◆ What you will do ◆
Rewrite the entries from the line containing "Q: Point out the metal" through the end of the entries, swapping "metal ladder" for "steel ladder" and leaving everything else unchanged.

◆ Provided data ◆
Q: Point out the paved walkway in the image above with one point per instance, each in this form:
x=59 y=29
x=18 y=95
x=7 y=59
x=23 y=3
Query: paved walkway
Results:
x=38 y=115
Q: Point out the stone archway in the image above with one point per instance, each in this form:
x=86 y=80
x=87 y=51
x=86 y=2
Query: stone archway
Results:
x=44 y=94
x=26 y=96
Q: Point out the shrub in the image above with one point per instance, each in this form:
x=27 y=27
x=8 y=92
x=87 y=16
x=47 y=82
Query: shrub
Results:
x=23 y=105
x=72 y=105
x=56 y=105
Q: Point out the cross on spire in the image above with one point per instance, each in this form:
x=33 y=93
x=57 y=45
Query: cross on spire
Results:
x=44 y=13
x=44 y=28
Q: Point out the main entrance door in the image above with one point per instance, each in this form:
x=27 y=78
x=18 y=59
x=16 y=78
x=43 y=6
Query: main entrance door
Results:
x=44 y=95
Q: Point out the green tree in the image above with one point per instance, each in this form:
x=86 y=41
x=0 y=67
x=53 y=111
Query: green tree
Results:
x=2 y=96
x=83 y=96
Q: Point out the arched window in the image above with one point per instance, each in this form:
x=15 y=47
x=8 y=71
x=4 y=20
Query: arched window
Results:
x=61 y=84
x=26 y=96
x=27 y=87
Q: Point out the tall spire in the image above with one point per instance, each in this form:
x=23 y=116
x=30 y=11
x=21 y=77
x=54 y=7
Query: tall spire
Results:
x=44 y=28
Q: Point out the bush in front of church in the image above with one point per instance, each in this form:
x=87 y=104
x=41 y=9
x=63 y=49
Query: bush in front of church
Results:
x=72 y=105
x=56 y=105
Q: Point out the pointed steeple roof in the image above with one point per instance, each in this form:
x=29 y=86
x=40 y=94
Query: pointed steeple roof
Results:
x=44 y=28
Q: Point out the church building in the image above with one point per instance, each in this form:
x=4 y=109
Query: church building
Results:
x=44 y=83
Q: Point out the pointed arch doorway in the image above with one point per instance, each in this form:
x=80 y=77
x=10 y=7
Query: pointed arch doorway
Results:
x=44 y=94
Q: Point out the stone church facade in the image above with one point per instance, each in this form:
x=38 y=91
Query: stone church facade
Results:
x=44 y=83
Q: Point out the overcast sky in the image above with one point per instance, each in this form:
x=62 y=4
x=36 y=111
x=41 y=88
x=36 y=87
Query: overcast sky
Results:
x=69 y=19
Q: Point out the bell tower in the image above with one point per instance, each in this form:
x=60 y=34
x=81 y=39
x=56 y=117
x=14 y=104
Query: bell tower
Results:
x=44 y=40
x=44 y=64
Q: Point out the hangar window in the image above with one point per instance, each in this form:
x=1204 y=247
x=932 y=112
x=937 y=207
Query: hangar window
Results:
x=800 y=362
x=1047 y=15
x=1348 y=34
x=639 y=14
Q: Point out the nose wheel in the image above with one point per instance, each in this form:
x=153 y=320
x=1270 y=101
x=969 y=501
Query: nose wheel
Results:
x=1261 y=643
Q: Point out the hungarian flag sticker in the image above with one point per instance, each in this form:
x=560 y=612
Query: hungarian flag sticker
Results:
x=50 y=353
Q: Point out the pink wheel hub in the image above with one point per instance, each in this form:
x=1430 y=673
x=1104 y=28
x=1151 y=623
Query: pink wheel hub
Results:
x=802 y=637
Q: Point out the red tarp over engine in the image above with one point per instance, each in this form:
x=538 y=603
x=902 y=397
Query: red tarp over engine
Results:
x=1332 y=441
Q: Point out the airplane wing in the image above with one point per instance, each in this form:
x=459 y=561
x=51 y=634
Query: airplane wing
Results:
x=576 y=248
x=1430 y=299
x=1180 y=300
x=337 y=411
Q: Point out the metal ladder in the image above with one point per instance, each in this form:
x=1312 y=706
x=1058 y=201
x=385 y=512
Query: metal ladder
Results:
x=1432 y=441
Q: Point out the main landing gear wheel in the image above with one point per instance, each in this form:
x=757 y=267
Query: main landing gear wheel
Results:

◆ The answer ◆
Q: Point out the steel ladder in the image above with one point per instance, each in this form:
x=1312 y=706
x=1058 y=201
x=385 y=512
Query: steel ladder
Results:
x=1432 y=441
Q: Point out the main landing gear wheel in the image above with one point per instance, each in this form:
x=757 y=267
Query: main landing gear wheel
Results:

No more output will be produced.